◆ **TASK DIRECTIONS**: Set down the lines of the data exactly, starting at the first and stopping after the line containing "155), (347, 151)]]".

◆ **DATA EXTRACT**:
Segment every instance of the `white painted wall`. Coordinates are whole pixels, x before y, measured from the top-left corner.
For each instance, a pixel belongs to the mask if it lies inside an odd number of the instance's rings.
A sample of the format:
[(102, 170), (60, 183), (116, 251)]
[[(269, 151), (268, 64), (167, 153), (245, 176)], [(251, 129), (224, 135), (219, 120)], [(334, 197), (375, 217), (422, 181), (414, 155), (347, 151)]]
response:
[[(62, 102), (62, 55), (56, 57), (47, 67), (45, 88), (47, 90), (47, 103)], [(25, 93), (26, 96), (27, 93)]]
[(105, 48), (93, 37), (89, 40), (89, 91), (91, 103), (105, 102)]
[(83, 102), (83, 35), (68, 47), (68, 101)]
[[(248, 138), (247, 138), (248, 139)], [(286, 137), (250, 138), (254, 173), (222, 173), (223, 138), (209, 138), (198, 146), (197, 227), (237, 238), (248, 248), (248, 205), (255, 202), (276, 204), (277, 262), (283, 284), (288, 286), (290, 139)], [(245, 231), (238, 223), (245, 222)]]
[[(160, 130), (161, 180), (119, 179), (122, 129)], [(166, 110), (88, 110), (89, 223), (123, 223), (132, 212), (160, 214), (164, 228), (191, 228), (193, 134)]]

◆ **RESULT**:
Segment every instance of the `white painted wall`. Coordinates are whole pixels, x before y, measured from the top-left corner.
For each instance, a pixel belongs to the mask if it lies inside an odd number of the instance's rings.
A sample of the format:
[(102, 170), (60, 183), (116, 251)]
[[(269, 151), (268, 64), (167, 153), (245, 176)], [(251, 129), (224, 135), (219, 120)], [(334, 197), (375, 217), (422, 181), (414, 155), (347, 151)]]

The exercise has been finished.